>> Start ARTICLE

A new museum dedicated to exploring the world's great religious traditions opened in Taipei this past November. Its professed mission is rather unique: to teach about religions and religious life in the world, and to provide instructive experiences about the variety of the world's religious expressions as a basis for mutual understanding, peace, and love among peoples of the world. The vision for the museum as a place that will foster religious learning, interreligious dialogue, and cooperation was developed by its founder, the Venerable Dharma Master Hsin Tao. He conceived the museum as an educational institution that will "explore the fundamental values that are at the roots of all religions." The mission of the museum—"to encourage respect, tolerance and love by fostering dialogue among people of all faiths and backgrounds as we work together to create greater understanding and peaceful interaction in the New Millennium"—has attracted widespread support among his disciples in Taiwan and overseas, whose contributions have made the museum project possible.

The Content of the Museum of World Religions

The goal in the content development and design of the museum has been twofold: (1) to create an institution of learning in which the visitor will find well structured information about important aspects of the world's religions and (2) to create an interactive space that, in the words of Ralph Applebaum, "immerses the visitors in an experience that enables them to view religion from many different perspectives to gain a better understanding of their own faith and the faith of others." To this, Professor Sullivan added, "[V]isitors will be invited to explore all religions as expressions of a universal search for purpose, meaning, and enlightenment. The museum will be a living monument to the human spirit and a sanctuary honoring the world's myriad faith traditions." To engage the visitor in this exploration, the visit to the museum has been designed as a journey that, even though not a ritual per se, has a structure analogous to the three-part structure of religious rituals.

>> End ARTICLE

# TASKS TO COMPLETE:
a: Summarize the passage on the Museum of World Religions in two sentences.
b: Render this sentence from the passage on the Museum of World Religions into Spanish: "He conceived the museum as an educational institution that will "explore the fundamental values that are at the roots of all religions.""
c: Pick up the passage on the Museum of World Religions after its final sentence and carry it forward.

>> Start RAW RECORDS

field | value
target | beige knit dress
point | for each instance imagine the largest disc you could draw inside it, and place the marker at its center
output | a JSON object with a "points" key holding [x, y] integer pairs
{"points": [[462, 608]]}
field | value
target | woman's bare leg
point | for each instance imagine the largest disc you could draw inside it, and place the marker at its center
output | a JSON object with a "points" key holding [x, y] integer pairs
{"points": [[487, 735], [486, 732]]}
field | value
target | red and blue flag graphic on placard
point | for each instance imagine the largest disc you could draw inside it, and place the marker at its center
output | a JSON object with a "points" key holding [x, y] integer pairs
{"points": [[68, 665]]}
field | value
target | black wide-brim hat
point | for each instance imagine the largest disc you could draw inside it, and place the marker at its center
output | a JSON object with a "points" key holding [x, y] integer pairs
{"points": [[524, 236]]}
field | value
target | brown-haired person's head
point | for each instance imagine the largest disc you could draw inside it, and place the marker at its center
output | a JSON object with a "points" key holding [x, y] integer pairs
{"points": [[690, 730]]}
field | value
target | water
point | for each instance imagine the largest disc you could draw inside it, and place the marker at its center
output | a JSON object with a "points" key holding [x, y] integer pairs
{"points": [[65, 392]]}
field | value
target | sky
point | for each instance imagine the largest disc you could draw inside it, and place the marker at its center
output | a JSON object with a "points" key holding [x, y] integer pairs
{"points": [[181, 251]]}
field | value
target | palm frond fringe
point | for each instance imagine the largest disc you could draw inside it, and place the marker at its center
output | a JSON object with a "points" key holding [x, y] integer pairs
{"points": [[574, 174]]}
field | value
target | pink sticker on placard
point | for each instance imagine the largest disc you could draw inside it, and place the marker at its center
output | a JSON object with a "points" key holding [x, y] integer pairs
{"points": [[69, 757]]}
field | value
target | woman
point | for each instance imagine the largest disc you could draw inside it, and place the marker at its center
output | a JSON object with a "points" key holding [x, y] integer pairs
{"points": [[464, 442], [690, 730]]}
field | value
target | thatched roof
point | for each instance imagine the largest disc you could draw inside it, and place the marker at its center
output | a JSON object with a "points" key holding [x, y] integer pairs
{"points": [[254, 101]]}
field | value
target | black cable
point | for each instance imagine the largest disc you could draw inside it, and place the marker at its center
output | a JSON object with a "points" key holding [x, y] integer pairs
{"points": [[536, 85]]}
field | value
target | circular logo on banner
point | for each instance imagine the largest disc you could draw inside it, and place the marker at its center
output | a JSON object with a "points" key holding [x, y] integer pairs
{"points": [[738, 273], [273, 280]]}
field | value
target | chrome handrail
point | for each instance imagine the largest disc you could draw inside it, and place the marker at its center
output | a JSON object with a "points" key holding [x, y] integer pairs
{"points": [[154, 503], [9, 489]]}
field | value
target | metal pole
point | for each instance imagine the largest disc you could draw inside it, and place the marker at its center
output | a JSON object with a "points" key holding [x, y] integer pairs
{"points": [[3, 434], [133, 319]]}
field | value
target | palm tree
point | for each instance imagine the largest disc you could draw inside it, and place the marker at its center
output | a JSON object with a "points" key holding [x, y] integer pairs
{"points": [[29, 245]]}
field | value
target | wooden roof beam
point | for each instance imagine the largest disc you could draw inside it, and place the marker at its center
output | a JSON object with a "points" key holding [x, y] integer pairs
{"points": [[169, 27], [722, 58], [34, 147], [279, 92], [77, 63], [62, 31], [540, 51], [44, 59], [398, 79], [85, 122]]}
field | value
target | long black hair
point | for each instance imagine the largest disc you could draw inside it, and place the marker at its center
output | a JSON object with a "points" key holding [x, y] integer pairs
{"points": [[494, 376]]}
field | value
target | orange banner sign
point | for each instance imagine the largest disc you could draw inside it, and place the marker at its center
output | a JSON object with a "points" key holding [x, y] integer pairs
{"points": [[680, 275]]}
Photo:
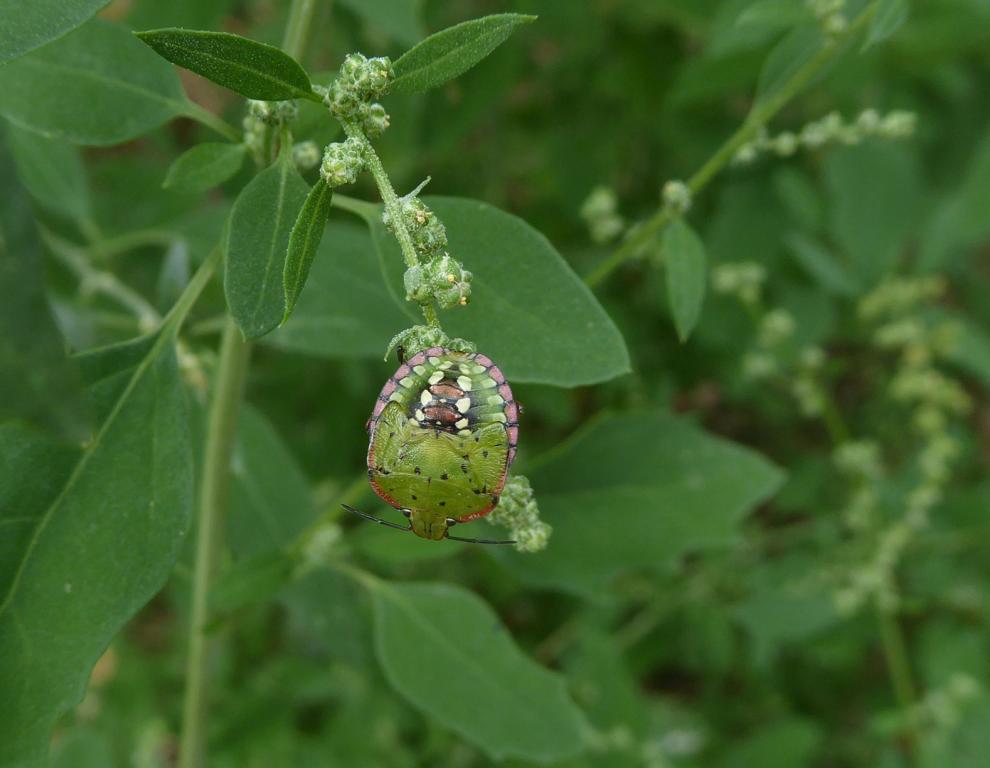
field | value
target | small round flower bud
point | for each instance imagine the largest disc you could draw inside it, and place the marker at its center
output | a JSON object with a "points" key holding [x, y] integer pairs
{"points": [[342, 162], [306, 155], [676, 196]]}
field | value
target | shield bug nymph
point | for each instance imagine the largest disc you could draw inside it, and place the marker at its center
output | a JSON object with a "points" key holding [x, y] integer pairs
{"points": [[442, 437]]}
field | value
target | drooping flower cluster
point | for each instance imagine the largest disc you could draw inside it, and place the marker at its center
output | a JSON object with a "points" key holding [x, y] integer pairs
{"points": [[352, 96], [517, 511], [438, 277], [831, 129]]}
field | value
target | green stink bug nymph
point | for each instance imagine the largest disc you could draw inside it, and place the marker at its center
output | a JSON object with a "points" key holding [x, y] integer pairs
{"points": [[442, 437]]}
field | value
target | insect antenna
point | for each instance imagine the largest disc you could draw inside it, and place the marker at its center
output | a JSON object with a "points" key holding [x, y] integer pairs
{"points": [[478, 541], [374, 519]]}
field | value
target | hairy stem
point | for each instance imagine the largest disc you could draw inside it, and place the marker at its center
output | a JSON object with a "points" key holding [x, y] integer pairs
{"points": [[899, 668], [757, 118], [228, 388], [214, 489], [394, 209]]}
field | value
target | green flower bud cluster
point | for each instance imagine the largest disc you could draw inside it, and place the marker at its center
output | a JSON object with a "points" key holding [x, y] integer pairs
{"points": [[743, 280], [273, 113], [830, 16], [342, 162], [517, 511], [439, 277], [831, 129], [420, 337], [676, 197], [600, 213], [306, 155], [351, 97]]}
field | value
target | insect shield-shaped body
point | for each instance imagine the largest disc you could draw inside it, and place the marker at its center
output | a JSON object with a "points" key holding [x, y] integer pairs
{"points": [[443, 435]]}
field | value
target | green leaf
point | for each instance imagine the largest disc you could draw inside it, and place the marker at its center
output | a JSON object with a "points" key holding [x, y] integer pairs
{"points": [[401, 20], [258, 236], [634, 490], [447, 652], [27, 26], [453, 51], [204, 166], [345, 309], [528, 309], [97, 85], [794, 51], [94, 535], [888, 17], [304, 241], [250, 68], [876, 200], [270, 501], [821, 265], [687, 275], [49, 392], [52, 171]]}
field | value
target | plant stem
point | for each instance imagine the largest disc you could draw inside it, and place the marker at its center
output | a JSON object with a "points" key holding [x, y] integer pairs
{"points": [[228, 388], [899, 668], [394, 209], [761, 114], [213, 494]]}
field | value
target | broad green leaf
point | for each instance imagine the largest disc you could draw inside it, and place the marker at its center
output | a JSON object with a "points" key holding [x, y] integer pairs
{"points": [[447, 652], [270, 500], [258, 236], [687, 274], [52, 171], [204, 166], [250, 68], [304, 241], [634, 490], [39, 384], [821, 265], [401, 20], [29, 25], [97, 85], [787, 57], [888, 17], [97, 532], [452, 51], [528, 309], [876, 199], [345, 310]]}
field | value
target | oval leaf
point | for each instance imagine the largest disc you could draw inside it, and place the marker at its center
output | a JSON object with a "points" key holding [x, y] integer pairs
{"points": [[447, 652], [257, 238], [888, 17], [345, 310], [453, 51], [250, 68], [97, 85], [52, 171], [27, 26], [89, 536], [204, 166], [684, 262], [638, 490], [304, 241], [528, 309]]}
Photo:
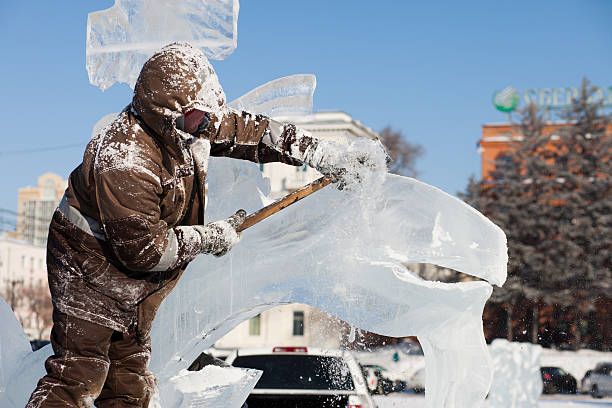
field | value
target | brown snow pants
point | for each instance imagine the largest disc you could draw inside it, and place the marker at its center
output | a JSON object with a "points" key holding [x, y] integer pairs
{"points": [[93, 364]]}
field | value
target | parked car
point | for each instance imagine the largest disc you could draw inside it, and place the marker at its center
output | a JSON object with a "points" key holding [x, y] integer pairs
{"points": [[557, 381], [585, 383], [417, 381], [38, 344], [599, 380], [304, 377]]}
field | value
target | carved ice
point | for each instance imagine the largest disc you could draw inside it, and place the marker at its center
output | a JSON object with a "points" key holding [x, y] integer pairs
{"points": [[121, 38], [344, 253]]}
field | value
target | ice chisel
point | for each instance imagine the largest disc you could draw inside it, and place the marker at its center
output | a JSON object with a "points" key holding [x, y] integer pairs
{"points": [[284, 202]]}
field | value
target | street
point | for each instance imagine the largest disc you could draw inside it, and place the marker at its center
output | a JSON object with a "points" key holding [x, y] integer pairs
{"points": [[554, 401]]}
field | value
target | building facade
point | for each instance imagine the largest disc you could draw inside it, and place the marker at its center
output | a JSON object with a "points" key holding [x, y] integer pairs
{"points": [[24, 285], [582, 324], [298, 324], [35, 206]]}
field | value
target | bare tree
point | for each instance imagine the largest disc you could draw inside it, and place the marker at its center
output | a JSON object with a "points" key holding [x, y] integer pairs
{"points": [[403, 153]]}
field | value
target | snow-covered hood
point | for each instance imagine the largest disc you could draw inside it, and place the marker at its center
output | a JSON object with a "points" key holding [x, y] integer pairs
{"points": [[173, 81]]}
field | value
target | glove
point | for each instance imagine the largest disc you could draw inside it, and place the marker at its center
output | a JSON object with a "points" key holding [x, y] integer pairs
{"points": [[343, 164], [220, 236]]}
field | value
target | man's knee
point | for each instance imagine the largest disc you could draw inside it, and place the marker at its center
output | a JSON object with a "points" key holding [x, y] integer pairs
{"points": [[128, 383], [70, 382]]}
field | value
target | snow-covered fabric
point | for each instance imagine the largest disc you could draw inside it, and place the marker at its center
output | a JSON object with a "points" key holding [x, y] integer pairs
{"points": [[220, 236], [142, 183]]}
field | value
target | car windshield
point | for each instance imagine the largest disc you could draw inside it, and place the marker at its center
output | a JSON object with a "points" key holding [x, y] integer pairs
{"points": [[304, 372], [555, 371]]}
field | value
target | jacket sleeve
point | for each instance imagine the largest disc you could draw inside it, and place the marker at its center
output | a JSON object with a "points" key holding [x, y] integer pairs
{"points": [[128, 194], [243, 135]]}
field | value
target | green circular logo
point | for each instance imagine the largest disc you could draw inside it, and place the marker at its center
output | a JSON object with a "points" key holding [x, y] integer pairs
{"points": [[506, 100]]}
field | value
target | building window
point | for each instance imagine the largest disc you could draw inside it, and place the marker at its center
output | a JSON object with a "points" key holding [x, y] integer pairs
{"points": [[298, 323], [255, 325]]}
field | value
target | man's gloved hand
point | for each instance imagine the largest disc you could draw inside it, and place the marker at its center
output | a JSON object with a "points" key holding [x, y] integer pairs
{"points": [[220, 236], [341, 164]]}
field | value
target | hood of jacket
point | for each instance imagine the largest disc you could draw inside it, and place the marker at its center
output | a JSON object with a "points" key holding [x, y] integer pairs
{"points": [[175, 80]]}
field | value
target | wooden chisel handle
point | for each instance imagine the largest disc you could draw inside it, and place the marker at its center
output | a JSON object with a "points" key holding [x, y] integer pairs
{"points": [[284, 202]]}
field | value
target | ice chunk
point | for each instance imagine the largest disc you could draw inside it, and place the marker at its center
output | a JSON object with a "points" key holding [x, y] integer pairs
{"points": [[20, 368], [14, 345], [211, 387], [287, 96], [121, 38], [343, 252], [517, 382]]}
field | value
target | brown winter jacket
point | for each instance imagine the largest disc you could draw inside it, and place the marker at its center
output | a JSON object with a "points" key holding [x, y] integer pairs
{"points": [[120, 238]]}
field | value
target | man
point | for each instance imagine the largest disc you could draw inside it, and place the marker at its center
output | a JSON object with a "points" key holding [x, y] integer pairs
{"points": [[132, 218]]}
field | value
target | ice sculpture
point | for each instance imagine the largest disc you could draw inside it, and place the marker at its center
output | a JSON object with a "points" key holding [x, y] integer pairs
{"points": [[517, 382], [121, 38], [342, 252], [287, 96], [211, 387]]}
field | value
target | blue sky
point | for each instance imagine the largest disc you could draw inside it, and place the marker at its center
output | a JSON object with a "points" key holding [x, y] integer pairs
{"points": [[427, 68]]}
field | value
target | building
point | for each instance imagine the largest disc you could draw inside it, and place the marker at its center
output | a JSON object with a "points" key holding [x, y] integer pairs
{"points": [[35, 206], [298, 324], [24, 285], [583, 323]]}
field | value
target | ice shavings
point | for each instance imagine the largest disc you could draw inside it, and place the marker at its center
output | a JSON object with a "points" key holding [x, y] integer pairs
{"points": [[211, 387], [330, 251], [121, 38]]}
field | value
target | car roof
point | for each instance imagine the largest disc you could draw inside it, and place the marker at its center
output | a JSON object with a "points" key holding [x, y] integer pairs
{"points": [[311, 351]]}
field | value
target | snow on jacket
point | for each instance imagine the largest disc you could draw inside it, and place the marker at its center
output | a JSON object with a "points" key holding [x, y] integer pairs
{"points": [[121, 236]]}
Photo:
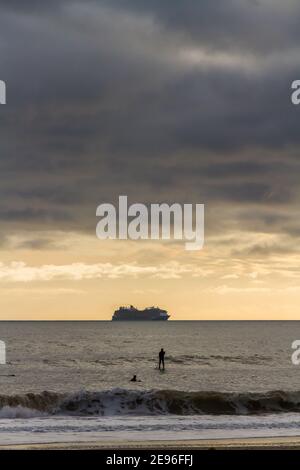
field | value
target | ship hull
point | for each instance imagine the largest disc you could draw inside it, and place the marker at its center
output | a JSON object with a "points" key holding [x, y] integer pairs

>> End RAW RECORDS

# EXERCISE RESULTS:
a: A museum devoted to the world's great religious traditions opened in Taipei in November. Its founder, the Venerable Dharma Master Hsin Tao, envisioned it as a place for religious learning, dialogue, and cooperation, and its content was designed to offer well-structured information about the world's religions and to immerse visitors in a journey modeled on the three-part structure of religious rituals.

b: Concibió el museo como una institución educativa que «explorará los valores fundamentales que están en las raíces de todas las religiones».

c:
First, visitors experience a moment of separation from everyday life and enter into a very different quality of space and time. Second, during this kind of "time out," [End Page 203] suspended between the normal moments of everyday activity, the visitors undergo a special and intense experience, during which they receive knowledge that transforms their understanding and alters their self-perception. Such transformation occurs in the face of powerful sacred objects, symbols, or events that are displayed and experiencedin relatively dramatic presentations in the museum. They invite the visitor to participate and interact. Thirdly, steps are undertaken to reinsert the visitor back into the life of daily activity.

There are fourteen steps to the museum experience, each of which lands the visitor in a different place, with its own experience of time. At each step, in each place, the religious structure of time is viewed on a different scale, seen under a different order of magnification. The museum experience is an orderly succession of times, magnified and mapped onto a series of spaces that invite the visitor's interaction. The aim is to offer the visitor an experience that, like a ritual, is satisfying and transformative and yet remains an experience proper to an institute of learning.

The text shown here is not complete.